#### Stated problem:
Please rescale the lines from the first one through the line that contains "0;429;84;600", inclusive, writing out every line again, not only the answers. Multiply each coordinate in the answers by 1.85 and round to whole numbers, with halves going up, and leave all other numbers unchanged.

#### Records supplied:
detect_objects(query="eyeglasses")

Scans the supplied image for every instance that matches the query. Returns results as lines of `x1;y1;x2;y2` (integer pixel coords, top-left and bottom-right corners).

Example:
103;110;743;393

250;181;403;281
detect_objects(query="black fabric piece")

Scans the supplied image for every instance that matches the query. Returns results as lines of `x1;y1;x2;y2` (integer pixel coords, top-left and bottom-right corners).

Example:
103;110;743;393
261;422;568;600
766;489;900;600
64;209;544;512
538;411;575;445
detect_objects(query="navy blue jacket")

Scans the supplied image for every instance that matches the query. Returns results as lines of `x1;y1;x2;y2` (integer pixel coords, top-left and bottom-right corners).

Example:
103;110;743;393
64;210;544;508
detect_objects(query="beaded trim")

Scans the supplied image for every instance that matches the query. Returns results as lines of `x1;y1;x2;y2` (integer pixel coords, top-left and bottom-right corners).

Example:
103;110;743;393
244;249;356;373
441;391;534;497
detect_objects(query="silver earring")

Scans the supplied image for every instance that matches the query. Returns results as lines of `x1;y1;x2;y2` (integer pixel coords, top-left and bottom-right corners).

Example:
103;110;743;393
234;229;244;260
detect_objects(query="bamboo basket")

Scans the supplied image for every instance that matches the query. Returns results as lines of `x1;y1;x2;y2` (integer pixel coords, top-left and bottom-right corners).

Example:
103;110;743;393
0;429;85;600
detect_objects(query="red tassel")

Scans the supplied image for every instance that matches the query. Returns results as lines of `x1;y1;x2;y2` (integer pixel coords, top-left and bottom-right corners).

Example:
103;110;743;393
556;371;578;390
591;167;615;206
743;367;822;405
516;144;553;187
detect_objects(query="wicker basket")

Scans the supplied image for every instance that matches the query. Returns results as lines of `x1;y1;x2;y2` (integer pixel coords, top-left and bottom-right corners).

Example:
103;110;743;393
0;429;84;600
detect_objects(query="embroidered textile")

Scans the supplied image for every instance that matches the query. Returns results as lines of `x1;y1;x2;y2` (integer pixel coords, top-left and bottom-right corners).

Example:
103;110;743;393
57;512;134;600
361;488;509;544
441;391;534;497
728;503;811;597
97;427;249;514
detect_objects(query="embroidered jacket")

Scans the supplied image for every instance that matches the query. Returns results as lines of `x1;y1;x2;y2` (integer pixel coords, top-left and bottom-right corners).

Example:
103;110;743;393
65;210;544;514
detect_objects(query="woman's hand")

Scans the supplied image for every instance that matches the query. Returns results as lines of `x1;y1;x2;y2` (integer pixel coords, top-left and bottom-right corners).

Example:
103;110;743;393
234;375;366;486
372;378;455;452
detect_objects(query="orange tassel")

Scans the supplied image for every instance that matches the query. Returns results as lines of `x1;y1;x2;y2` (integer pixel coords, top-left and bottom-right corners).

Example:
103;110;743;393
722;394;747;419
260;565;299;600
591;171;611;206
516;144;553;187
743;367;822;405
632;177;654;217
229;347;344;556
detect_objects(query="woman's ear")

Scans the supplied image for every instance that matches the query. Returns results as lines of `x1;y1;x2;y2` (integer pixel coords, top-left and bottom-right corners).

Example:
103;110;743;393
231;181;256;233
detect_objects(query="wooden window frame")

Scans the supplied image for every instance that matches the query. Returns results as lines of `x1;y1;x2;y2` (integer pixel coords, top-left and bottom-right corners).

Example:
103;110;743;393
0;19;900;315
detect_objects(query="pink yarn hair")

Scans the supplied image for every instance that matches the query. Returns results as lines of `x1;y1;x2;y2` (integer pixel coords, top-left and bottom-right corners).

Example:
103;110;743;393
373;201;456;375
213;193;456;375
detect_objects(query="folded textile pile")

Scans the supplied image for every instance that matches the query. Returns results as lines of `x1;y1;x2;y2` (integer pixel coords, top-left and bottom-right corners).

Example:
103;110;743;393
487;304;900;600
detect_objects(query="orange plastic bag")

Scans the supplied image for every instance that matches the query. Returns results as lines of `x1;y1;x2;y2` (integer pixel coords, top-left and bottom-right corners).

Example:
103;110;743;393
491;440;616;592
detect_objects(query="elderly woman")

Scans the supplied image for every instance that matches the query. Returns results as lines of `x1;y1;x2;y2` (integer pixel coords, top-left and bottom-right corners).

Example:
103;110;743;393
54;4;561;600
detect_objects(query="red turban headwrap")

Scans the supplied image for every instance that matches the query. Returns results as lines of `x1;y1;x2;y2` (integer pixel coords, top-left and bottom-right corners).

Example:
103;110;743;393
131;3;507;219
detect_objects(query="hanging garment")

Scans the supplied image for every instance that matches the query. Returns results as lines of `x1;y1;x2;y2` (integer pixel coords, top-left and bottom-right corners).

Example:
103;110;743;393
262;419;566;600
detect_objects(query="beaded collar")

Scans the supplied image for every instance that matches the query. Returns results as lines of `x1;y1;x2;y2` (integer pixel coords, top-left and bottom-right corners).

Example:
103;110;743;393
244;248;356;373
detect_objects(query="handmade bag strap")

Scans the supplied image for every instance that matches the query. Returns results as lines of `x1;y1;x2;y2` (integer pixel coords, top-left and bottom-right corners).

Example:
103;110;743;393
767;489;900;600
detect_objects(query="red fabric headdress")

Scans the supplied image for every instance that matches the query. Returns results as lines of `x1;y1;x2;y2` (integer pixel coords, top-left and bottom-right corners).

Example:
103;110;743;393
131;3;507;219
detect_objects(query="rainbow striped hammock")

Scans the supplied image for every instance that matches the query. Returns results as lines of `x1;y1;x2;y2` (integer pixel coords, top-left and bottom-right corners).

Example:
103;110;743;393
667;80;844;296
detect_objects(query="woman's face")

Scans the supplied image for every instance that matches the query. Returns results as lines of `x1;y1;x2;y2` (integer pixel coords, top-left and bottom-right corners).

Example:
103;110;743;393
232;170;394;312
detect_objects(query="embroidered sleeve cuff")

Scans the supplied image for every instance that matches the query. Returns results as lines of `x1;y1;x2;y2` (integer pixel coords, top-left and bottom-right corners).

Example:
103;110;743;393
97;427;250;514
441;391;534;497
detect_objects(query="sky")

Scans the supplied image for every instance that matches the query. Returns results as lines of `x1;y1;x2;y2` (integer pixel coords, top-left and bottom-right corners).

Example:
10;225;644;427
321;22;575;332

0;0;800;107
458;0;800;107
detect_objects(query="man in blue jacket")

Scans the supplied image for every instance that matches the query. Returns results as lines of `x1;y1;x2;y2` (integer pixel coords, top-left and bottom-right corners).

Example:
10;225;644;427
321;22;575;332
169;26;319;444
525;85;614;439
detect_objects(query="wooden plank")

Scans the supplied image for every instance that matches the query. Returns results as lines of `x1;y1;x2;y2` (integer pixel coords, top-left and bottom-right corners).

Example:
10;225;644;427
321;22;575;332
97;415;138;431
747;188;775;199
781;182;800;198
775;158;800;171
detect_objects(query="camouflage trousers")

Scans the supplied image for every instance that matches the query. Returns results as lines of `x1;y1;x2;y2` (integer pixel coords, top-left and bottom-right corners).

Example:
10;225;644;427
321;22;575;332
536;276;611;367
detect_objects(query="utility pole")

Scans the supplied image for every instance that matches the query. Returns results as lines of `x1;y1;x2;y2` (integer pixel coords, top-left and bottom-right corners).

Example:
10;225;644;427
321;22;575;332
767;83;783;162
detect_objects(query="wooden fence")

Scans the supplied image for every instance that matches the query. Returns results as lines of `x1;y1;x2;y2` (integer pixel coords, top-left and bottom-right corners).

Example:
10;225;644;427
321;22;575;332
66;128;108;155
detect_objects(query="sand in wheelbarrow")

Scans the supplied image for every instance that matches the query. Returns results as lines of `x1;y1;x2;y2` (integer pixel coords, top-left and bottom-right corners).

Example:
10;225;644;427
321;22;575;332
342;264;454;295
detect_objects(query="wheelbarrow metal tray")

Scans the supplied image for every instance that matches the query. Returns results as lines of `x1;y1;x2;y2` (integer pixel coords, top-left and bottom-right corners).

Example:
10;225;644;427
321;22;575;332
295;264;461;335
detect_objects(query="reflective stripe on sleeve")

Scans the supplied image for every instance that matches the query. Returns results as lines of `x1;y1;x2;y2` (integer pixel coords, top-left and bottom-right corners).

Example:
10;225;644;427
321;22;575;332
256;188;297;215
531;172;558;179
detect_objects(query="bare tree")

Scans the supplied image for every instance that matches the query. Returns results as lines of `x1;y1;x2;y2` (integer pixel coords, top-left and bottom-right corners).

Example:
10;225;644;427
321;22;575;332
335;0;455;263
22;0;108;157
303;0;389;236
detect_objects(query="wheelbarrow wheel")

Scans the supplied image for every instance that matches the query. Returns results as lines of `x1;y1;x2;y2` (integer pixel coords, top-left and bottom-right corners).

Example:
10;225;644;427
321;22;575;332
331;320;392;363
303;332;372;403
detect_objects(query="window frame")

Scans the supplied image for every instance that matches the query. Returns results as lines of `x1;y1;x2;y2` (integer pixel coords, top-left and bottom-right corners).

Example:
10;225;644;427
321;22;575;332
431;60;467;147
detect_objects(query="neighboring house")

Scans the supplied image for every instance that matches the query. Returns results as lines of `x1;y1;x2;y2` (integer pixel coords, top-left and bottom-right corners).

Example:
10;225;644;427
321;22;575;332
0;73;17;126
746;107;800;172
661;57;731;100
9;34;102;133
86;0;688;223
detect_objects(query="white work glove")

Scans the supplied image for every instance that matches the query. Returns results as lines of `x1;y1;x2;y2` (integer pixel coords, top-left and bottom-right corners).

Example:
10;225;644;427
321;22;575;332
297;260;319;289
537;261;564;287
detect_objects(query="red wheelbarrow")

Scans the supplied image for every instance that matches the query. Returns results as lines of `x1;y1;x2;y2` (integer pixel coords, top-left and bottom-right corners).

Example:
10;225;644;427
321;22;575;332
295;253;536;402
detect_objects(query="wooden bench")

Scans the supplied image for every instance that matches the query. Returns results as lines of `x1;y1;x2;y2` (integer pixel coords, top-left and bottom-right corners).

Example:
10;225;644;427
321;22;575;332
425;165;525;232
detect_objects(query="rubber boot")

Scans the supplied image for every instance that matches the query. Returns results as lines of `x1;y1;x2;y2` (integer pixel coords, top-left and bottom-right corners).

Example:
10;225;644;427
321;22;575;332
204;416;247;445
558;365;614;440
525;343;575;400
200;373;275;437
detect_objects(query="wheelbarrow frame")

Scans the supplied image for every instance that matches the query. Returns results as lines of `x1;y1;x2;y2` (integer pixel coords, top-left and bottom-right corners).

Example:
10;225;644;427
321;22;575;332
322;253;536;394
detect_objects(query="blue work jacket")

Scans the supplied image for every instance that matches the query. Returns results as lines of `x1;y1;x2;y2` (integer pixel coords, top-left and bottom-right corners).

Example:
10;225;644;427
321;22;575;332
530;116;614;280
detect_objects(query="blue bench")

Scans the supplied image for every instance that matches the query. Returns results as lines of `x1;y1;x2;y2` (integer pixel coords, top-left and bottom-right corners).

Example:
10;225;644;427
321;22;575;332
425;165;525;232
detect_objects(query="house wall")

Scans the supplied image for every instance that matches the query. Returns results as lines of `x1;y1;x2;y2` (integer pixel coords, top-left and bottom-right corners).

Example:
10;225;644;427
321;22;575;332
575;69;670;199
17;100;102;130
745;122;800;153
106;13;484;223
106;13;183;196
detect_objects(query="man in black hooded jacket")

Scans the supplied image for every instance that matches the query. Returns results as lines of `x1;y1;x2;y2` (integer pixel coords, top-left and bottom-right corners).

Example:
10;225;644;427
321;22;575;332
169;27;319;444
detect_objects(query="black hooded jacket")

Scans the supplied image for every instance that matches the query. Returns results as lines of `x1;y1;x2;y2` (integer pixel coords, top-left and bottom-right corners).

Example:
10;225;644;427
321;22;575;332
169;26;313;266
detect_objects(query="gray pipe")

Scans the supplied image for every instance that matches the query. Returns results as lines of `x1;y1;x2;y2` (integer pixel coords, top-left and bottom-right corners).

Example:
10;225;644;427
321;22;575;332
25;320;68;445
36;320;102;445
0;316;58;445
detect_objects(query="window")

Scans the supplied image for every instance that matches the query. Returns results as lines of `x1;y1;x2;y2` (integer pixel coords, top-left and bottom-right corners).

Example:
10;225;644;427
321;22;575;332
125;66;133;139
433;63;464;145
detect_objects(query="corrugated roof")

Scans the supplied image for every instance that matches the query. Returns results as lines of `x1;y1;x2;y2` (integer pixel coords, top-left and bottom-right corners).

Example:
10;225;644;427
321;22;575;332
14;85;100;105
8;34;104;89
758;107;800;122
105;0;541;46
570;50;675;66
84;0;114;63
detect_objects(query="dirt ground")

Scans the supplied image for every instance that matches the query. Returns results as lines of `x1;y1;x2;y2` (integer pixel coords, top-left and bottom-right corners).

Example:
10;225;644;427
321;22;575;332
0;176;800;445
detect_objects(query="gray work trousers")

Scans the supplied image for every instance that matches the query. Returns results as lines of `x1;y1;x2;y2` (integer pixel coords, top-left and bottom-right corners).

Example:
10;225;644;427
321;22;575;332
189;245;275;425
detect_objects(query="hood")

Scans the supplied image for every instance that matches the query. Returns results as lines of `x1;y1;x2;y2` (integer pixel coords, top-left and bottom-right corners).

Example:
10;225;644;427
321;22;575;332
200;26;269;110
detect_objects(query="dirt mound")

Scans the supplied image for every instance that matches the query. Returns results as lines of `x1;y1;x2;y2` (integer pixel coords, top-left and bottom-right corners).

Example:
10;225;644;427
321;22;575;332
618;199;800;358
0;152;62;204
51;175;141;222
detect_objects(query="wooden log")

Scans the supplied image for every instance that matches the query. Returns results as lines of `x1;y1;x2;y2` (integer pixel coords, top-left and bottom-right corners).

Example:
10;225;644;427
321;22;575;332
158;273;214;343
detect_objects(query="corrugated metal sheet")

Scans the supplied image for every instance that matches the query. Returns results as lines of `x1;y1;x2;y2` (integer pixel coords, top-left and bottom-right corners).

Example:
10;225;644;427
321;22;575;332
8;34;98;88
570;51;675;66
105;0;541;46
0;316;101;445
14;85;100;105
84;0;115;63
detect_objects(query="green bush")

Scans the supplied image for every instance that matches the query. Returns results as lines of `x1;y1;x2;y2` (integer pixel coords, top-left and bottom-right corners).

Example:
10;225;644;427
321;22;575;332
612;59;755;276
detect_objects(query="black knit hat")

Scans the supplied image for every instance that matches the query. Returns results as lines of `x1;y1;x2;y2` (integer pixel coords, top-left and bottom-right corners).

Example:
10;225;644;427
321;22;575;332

#### Complete response:
detect_objects(query="eyeglasses")

Scans the supplied image for every instance that matches the query. Returns results as lines of `x1;y1;x2;y2` (integer pixel coords, top-left and bottom-right corners).

Example:
103;110;743;393

463;335;746;520
detect_objects(query="black fabric piece")

Scans the supplied image for every instance that matches the query. Returns results as lines of `x1;y1;x2;y2` (integer pixel coords, top-left and bottom-right corners).

Example:
103;110;743;393
483;781;1051;1110
1417;905;1665;1110
118;387;1006;947
995;760;1064;823
detect_objects(query="navy blue jacket")

Scans the supplied image for every instance that matches the query. Returns results as lines of `x1;y1;x2;y2` (integer pixel coords, top-left and bottom-right corners).

Example:
103;110;743;393
118;389;1006;940
detect_objects(query="beaded trim")

Scans the supplied image for every instance that matches the query. Returns results as lines of `x1;y1;x2;y2` (integer pixel coords, top-left and bottom-right corners).

Example:
103;110;743;393
451;461;659;690
816;723;988;919
detect_objects(query="silver earring")

Scans the supplied image for every instance that matches the query. Returns results as lines of `x1;y1;x2;y2` (integer pixel coords, top-left and bottom-right corners).

Example:
103;110;743;393
433;424;451;481
detect_objects(query="bamboo basket")

Scans the supplied image for every instance that matches the query. Returns results as lines of `x1;y1;x2;y2` (integer pixel coords, top-left and bottom-right corners).

Example:
103;110;743;393
0;794;157;1110
detect_objects(query="red tassel")

Scans the supplied image for every instance that matches the query. Returns results as lines of `x1;y1;x2;y2` (integer pixel coords, top-left and bottom-right corners).

Example:
103;110;743;393
1029;686;1069;722
1093;309;1138;381
1375;679;1521;749
955;266;1023;346
detect_objects(query="wicker basket")

Scans the supplied image for every instance that matches the query. Returns results as lines of `x1;y1;x2;y2` (integer pixel coords, top-left and bottom-right corners).

Example:
103;110;743;393
0;794;155;1110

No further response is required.